**Material provided:**
★ ★ ★ ★ ★ ★ ★

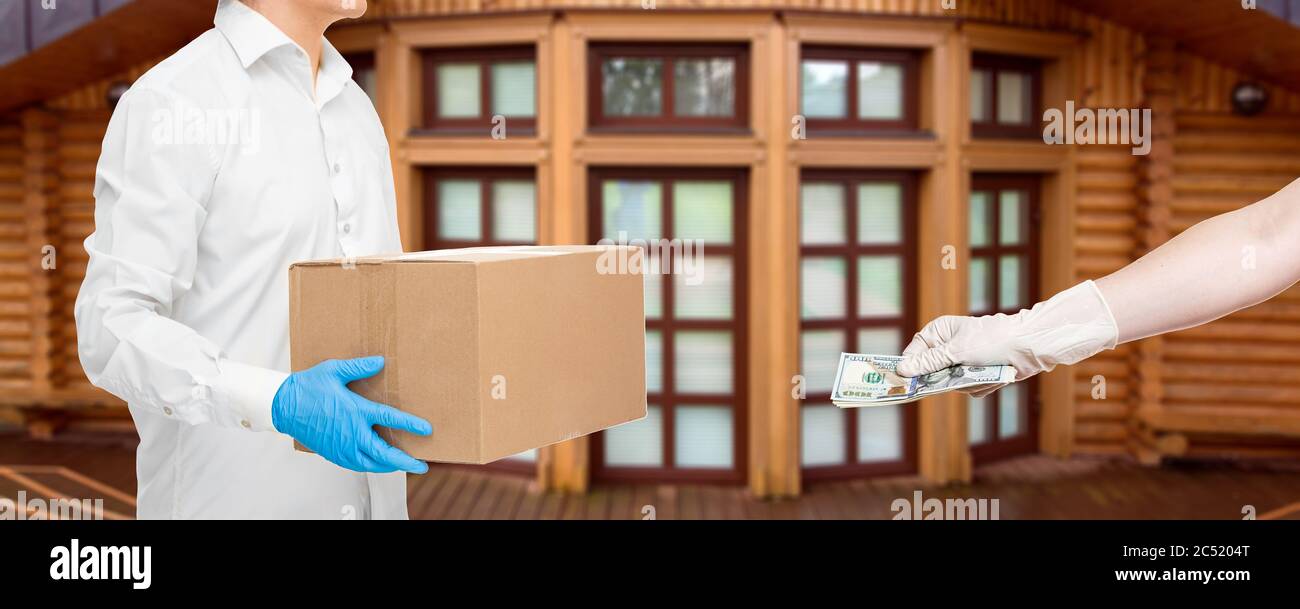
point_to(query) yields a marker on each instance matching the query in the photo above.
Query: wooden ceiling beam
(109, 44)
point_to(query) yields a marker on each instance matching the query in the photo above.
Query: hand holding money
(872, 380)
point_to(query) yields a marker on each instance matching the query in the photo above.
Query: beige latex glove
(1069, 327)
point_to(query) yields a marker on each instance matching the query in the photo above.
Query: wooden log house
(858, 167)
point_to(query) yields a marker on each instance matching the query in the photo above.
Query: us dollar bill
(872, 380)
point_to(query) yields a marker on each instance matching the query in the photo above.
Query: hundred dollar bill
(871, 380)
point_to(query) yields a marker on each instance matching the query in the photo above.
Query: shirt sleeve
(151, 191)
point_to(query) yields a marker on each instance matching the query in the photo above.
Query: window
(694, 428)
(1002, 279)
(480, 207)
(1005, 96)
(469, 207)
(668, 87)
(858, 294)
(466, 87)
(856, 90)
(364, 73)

★ ★ ★ ★ ★ ★ ★

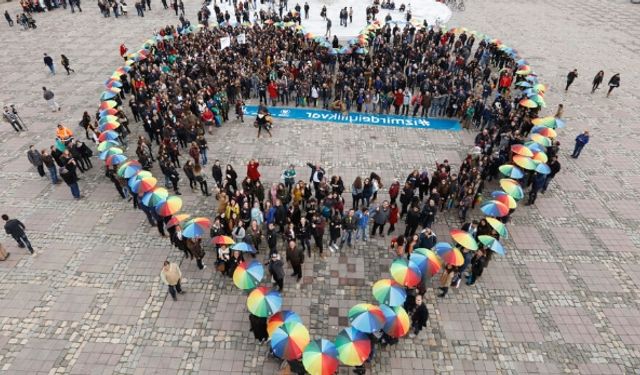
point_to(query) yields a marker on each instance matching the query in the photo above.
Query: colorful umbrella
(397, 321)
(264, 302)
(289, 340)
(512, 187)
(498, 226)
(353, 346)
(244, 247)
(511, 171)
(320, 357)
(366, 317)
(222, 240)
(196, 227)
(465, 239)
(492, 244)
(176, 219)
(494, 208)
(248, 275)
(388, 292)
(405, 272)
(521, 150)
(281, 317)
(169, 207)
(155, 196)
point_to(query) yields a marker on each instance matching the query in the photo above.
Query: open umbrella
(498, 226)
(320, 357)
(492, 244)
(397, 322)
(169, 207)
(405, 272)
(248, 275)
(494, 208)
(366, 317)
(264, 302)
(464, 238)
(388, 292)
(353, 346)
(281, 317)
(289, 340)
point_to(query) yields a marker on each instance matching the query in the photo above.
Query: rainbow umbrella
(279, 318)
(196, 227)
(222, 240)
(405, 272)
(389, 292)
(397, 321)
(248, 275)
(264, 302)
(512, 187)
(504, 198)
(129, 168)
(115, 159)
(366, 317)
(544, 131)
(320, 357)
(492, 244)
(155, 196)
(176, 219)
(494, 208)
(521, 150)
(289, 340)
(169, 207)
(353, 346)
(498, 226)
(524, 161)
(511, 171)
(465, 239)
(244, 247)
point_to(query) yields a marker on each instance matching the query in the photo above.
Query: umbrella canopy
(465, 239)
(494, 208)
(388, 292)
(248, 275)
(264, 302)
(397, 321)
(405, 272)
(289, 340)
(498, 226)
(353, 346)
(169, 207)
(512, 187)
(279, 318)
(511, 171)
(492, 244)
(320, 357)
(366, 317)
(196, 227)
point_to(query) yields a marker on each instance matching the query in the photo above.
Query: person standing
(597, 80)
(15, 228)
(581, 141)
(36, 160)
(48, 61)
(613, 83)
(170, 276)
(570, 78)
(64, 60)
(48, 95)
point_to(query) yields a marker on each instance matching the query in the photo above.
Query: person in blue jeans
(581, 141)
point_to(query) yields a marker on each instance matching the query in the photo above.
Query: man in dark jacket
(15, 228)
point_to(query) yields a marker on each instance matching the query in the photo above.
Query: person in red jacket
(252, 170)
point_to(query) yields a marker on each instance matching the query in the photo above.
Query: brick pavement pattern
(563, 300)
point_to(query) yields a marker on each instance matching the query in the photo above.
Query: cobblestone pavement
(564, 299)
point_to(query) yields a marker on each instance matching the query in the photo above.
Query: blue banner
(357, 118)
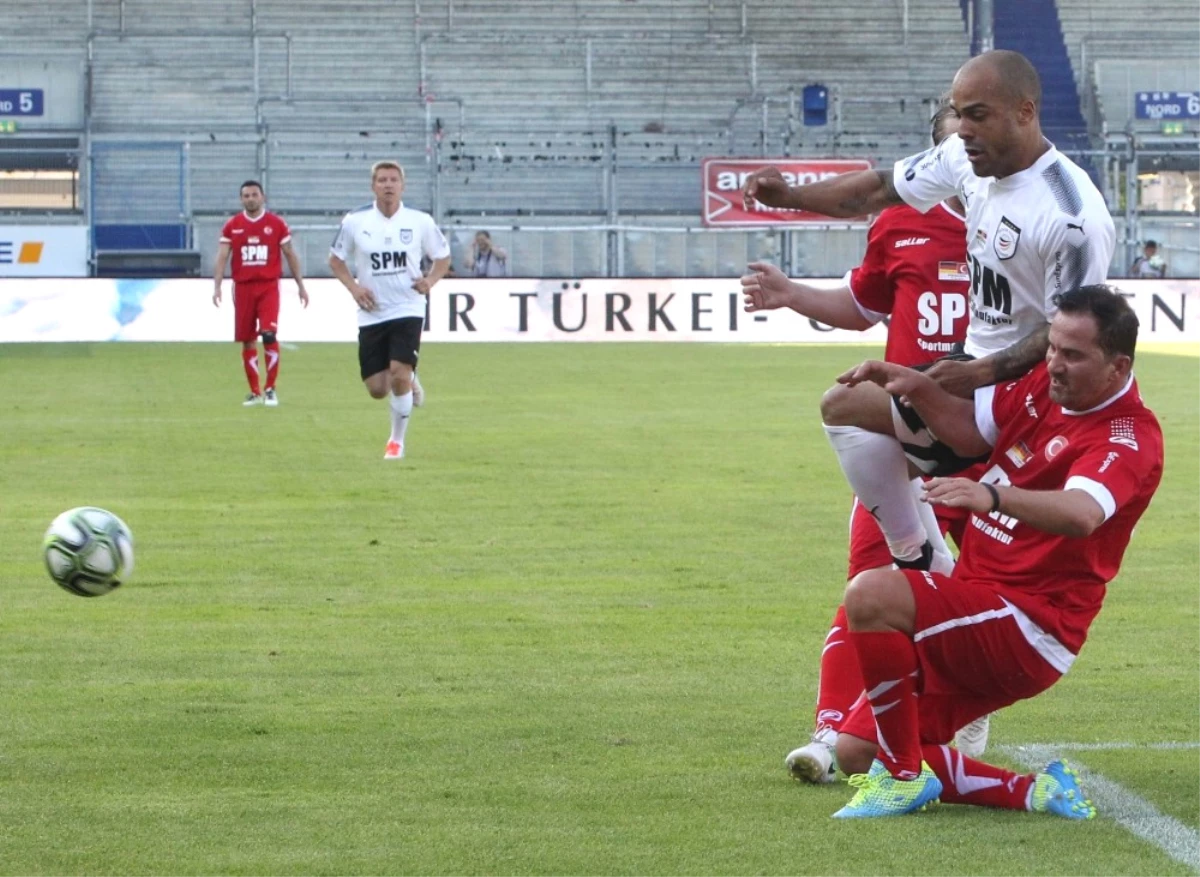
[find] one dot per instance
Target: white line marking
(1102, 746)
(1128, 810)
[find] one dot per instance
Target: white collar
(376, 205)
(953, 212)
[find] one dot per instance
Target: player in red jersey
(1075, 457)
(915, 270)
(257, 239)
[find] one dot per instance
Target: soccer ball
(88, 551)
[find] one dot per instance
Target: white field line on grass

★ ★ ★ ★ ★ ★ ★

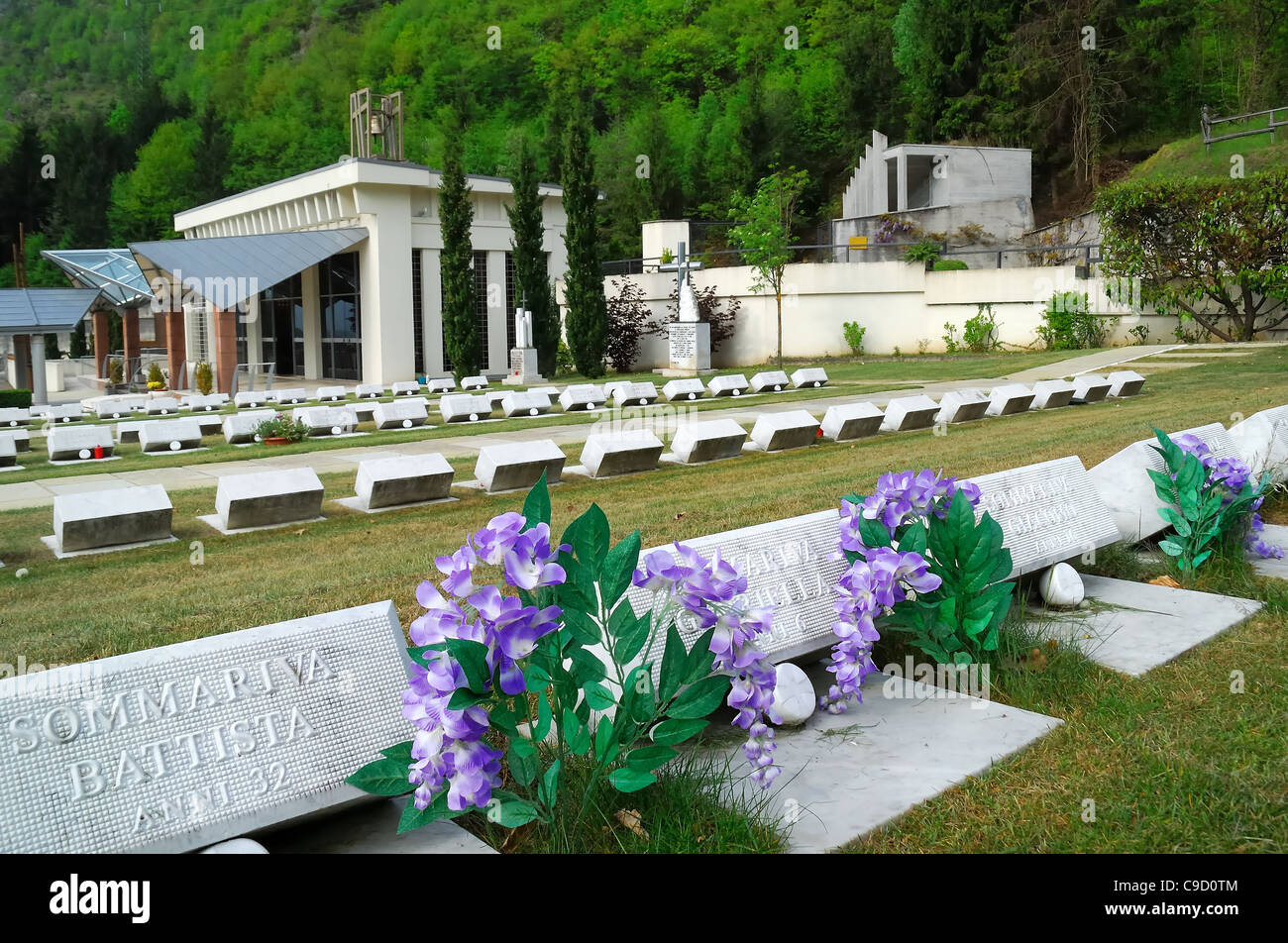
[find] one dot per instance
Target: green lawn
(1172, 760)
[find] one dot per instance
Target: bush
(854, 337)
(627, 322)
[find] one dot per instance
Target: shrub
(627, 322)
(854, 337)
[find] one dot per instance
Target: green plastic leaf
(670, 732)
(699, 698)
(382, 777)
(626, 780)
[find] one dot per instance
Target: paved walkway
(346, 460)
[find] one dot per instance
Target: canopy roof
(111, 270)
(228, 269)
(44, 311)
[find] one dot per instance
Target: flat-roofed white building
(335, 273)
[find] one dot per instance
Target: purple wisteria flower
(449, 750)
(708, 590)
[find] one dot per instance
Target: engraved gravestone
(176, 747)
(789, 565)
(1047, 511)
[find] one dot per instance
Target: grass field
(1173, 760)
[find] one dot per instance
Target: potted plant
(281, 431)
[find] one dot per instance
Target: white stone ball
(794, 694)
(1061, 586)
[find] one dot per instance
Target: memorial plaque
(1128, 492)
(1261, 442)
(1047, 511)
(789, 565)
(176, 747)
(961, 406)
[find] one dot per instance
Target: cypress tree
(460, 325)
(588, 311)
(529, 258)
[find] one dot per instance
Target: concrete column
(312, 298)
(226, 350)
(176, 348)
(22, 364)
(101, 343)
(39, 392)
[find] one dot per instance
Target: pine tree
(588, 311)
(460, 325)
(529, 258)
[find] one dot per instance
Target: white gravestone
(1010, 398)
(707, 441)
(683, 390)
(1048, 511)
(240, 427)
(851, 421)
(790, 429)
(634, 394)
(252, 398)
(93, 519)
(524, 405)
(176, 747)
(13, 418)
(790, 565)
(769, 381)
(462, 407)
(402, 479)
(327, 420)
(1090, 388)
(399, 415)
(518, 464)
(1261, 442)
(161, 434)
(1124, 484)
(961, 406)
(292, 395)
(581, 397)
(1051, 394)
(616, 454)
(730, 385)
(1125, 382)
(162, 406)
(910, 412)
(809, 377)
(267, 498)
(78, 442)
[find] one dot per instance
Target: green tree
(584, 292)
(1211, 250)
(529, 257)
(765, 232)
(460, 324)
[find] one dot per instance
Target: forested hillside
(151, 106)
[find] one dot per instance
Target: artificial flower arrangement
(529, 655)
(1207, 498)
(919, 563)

★ ★ ★ ★ ★ ★ ★

**Your task:** Copy out every line of the records above that contains the word "green". Case counts.

**Answer to the problem:**
Target: green lawn
Target: green plastic leaf
Target: green tree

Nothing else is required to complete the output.